> [Work to be completed]
Every line with "order" in it must be copied from the data.

⁂

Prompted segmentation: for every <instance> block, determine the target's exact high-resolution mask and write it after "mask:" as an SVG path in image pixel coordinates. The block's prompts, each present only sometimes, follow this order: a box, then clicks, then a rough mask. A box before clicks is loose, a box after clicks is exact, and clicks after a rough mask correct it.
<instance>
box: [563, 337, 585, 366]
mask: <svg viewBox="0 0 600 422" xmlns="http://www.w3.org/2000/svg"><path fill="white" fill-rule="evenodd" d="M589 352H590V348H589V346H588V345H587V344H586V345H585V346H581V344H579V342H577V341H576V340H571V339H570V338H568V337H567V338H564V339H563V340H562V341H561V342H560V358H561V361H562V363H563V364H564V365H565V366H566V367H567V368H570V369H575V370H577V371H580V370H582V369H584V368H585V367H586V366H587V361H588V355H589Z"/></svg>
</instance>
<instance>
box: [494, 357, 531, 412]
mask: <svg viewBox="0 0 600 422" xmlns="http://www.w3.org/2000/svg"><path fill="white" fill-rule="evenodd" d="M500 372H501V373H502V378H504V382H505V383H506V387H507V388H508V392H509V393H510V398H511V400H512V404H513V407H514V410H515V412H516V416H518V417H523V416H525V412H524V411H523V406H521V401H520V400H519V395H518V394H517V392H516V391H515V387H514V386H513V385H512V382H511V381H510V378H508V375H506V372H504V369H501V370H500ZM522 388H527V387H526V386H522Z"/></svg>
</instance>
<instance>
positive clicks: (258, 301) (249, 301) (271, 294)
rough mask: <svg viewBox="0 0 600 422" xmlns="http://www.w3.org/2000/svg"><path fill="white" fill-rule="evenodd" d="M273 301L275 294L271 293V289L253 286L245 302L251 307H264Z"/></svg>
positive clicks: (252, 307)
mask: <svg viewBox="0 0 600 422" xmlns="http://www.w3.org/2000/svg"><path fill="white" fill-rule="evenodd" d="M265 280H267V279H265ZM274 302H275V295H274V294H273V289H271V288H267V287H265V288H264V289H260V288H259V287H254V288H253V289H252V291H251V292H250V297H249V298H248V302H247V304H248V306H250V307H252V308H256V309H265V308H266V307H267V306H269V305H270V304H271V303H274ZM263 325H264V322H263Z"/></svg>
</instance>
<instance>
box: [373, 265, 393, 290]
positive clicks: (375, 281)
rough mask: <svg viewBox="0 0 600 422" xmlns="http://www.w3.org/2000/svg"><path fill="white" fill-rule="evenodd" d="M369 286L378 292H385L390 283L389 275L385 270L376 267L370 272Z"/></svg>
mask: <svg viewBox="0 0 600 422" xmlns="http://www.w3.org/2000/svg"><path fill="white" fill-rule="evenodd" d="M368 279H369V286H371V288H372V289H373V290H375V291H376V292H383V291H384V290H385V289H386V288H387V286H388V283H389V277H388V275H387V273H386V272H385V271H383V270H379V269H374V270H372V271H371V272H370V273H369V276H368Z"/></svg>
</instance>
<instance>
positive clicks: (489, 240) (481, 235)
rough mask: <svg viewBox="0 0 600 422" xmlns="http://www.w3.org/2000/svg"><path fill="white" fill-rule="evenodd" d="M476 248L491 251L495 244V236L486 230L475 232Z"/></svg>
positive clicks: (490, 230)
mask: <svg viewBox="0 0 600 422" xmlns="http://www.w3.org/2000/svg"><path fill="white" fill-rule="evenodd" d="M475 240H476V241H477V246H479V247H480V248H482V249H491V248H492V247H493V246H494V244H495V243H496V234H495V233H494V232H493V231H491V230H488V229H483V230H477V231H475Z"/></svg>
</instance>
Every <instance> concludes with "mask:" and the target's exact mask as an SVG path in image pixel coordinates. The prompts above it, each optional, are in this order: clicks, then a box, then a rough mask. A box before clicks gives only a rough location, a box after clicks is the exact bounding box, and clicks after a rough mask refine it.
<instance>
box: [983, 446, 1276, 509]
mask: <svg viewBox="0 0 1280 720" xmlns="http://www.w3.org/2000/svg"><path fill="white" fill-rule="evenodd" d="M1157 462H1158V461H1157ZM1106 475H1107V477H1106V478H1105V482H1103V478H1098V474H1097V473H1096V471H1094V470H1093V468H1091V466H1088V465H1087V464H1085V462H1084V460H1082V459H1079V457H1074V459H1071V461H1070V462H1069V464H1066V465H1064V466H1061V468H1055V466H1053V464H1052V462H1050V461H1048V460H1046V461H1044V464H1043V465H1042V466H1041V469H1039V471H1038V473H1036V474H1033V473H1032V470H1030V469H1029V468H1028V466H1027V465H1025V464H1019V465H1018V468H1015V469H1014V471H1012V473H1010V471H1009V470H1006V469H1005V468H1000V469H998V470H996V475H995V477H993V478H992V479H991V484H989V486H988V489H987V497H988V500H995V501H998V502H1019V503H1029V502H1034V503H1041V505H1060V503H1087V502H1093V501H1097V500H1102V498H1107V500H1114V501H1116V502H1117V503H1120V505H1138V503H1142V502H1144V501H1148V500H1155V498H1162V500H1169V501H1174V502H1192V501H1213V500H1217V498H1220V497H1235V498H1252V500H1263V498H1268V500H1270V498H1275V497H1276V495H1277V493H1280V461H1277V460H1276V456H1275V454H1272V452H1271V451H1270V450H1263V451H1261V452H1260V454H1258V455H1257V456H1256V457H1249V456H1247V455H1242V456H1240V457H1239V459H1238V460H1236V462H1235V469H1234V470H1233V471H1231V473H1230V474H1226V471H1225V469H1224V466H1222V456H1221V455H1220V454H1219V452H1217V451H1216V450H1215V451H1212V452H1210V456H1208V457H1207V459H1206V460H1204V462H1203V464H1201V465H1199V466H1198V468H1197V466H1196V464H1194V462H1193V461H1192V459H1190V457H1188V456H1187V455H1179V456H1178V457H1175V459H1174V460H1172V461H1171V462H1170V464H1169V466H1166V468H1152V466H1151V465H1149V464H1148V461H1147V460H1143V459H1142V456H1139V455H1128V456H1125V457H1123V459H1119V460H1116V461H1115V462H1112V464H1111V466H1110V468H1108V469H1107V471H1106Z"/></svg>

⁂

> [Task response]
Prompted segmentation: for every <instance> block, determine the target's exact high-resolution mask and write it after "mask:" as an SVG path in image pixel coordinates. The block's prompts, each present only sometimes, follow this order: a box, then clicks, then a rough mask. A box before clicks is loose, a box after clicks is exact, and clicks after a rough mask correct it.
Every <instance> concludes with "mask:" and the target's exact mask as an SVG path in image pixel coordinates. The prompts above it, each optional, are in this order: clicks, then a box, then a rough mask. A box before clicks gives only a rough location, a box after clicks is the exact bounding box, and clicks after a rough mask refine it.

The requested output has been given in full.